Entries from a point annotation set
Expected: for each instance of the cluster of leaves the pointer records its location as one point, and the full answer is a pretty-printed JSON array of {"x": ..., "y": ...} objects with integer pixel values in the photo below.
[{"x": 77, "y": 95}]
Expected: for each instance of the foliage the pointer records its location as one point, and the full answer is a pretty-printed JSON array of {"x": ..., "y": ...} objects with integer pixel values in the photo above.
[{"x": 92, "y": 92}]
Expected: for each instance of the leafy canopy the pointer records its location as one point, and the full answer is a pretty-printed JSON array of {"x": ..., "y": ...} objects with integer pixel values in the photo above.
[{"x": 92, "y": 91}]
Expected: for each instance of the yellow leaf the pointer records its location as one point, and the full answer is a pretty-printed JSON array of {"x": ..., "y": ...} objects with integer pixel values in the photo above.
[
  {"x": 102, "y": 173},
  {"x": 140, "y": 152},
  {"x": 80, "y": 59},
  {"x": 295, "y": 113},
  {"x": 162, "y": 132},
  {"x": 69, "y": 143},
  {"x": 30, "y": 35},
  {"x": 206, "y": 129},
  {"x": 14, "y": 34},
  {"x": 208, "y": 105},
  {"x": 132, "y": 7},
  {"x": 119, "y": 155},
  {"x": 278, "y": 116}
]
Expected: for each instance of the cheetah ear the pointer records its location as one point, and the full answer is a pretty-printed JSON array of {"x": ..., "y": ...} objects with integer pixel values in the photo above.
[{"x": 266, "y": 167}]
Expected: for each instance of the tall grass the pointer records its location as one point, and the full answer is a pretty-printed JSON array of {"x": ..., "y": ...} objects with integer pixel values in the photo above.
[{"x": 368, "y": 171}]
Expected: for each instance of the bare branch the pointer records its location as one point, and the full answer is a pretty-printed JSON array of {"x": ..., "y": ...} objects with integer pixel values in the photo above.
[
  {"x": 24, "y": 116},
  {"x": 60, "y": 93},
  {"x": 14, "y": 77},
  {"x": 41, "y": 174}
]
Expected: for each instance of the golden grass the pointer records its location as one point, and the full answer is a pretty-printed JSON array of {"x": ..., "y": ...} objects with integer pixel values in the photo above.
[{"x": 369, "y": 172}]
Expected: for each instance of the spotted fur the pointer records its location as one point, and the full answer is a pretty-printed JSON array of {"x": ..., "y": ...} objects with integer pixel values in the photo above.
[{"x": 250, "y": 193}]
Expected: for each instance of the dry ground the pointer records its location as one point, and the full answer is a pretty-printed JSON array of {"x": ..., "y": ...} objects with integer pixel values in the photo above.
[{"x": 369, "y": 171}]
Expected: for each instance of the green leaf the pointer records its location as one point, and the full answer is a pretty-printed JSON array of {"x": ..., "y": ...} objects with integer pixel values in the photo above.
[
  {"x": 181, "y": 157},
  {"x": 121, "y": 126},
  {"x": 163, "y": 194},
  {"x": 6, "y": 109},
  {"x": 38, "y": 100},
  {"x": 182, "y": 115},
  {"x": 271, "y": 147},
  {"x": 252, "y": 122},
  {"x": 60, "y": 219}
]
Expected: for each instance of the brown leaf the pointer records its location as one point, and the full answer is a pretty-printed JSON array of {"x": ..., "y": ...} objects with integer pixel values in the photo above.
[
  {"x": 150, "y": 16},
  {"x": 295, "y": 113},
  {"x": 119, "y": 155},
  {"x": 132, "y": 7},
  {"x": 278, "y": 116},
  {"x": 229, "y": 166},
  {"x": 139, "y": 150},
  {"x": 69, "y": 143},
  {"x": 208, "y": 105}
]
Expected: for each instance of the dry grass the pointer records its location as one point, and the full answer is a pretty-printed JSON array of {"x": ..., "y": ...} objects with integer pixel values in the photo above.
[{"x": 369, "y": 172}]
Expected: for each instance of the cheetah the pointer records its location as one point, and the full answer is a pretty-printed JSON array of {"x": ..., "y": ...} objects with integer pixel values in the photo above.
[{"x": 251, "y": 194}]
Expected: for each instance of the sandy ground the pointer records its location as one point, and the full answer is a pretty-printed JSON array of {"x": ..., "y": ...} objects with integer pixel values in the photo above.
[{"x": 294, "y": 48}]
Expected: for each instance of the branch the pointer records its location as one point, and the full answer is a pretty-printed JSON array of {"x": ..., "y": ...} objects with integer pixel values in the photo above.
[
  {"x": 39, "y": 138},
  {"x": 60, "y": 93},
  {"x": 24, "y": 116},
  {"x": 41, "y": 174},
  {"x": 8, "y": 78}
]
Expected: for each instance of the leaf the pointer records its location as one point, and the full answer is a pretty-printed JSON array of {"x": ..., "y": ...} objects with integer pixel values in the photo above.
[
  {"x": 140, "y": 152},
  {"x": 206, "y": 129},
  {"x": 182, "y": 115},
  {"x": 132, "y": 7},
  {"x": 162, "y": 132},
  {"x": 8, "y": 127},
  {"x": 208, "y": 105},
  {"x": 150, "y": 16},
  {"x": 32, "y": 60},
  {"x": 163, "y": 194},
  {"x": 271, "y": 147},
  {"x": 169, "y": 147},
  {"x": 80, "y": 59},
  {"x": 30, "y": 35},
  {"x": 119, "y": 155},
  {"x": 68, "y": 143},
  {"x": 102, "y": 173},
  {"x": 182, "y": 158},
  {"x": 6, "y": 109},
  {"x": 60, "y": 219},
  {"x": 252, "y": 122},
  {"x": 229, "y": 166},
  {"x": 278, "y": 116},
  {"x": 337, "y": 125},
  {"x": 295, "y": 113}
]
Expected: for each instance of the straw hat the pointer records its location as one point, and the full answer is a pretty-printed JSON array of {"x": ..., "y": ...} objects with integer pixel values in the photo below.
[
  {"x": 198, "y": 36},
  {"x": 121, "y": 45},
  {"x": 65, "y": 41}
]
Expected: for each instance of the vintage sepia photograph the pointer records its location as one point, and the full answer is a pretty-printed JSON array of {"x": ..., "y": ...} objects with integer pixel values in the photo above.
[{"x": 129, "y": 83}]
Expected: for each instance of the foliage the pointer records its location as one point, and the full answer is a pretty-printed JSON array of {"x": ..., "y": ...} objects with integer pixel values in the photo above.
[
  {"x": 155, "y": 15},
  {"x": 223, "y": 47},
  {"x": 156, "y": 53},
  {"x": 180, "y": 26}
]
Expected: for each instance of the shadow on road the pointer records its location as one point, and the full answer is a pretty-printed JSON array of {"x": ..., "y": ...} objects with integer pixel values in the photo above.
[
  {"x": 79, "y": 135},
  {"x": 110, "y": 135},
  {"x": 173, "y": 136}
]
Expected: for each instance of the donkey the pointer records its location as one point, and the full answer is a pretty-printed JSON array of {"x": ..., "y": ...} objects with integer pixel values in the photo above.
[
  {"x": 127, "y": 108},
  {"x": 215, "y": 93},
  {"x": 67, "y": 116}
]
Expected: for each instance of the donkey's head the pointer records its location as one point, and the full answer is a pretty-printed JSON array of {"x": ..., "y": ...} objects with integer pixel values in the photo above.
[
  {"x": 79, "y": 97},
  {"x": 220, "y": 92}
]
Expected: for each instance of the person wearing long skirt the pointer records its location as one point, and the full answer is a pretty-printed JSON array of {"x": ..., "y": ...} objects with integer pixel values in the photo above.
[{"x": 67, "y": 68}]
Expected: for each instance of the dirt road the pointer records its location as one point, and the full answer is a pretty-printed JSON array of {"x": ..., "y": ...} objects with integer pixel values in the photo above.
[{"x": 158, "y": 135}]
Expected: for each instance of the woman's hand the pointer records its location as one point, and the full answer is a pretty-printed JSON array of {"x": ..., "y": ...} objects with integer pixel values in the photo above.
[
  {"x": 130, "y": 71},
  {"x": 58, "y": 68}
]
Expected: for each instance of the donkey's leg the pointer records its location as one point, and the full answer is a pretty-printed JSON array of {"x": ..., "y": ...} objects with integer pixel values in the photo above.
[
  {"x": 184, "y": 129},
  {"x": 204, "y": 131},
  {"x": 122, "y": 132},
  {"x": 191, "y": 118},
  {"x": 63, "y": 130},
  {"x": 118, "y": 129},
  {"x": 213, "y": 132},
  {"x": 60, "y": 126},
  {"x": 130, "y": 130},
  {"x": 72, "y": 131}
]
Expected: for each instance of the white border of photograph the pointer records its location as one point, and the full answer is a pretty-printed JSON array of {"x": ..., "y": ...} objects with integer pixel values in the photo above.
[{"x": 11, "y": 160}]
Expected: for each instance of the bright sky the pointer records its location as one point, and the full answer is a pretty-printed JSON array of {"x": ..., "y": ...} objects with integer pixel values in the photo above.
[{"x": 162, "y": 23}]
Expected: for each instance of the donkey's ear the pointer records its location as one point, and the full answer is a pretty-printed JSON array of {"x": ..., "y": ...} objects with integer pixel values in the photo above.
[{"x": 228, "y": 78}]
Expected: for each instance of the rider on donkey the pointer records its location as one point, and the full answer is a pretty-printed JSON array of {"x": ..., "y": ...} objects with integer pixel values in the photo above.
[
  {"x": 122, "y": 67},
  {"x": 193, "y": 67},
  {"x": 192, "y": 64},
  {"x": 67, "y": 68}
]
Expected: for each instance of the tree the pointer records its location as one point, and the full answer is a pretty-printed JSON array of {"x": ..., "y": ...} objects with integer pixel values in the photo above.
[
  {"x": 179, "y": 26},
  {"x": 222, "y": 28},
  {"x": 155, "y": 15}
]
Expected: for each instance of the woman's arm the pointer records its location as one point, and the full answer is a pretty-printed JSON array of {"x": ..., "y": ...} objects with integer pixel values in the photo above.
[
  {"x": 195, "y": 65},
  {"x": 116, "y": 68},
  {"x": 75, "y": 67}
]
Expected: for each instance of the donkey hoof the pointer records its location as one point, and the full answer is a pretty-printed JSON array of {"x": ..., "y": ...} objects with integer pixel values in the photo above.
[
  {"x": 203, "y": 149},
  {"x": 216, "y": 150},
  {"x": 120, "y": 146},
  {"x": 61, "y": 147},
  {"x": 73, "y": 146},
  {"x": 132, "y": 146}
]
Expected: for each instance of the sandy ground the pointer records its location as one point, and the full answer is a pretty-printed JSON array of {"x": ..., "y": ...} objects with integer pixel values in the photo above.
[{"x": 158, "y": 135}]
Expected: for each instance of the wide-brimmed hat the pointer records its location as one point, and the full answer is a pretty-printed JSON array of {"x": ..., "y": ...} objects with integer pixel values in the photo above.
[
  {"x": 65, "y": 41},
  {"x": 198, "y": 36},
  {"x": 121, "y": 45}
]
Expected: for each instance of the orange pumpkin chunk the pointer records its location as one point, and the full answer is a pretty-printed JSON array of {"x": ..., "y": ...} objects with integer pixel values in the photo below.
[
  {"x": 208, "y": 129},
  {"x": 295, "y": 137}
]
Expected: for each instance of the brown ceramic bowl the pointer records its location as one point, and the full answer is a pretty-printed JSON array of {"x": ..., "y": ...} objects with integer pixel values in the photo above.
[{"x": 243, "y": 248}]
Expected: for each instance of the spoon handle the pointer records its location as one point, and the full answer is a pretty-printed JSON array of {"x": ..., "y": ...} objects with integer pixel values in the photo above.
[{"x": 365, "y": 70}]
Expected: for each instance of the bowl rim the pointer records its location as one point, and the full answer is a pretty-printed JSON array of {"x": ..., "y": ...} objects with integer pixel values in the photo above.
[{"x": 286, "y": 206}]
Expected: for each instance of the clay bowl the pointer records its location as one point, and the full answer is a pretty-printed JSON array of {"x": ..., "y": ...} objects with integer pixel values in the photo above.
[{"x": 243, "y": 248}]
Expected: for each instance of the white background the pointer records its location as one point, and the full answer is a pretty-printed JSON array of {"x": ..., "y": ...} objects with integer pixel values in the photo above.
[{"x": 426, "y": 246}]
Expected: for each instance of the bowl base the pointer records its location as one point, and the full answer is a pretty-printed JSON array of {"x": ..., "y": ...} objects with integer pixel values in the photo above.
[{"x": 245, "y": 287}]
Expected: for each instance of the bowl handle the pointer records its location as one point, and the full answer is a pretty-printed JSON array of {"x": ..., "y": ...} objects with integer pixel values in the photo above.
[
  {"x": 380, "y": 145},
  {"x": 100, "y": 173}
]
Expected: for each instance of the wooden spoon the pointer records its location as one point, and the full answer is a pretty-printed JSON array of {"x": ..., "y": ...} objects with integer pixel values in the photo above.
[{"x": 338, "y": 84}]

Goal of the exercise
Transcribe exactly the line containing "Expected: for each instance of the bowl handle" and all remaining lines of the material, ending with the last one.

Solution to the exercise
Expected: for each instance of the bowl handle the pointer records its location as one point, and the full answer is a pretty-printed JSON array of {"x": ..., "y": ...} objects with integer pixel values in the photo above.
[
  {"x": 380, "y": 145},
  {"x": 100, "y": 173}
]
Expected: for each instance of the wooden spoon the pointer records its location as one point, and the full answer is a pretty-printed JSON array of {"x": ..., "y": ...} objects with integer pixel values in the photo above.
[{"x": 338, "y": 84}]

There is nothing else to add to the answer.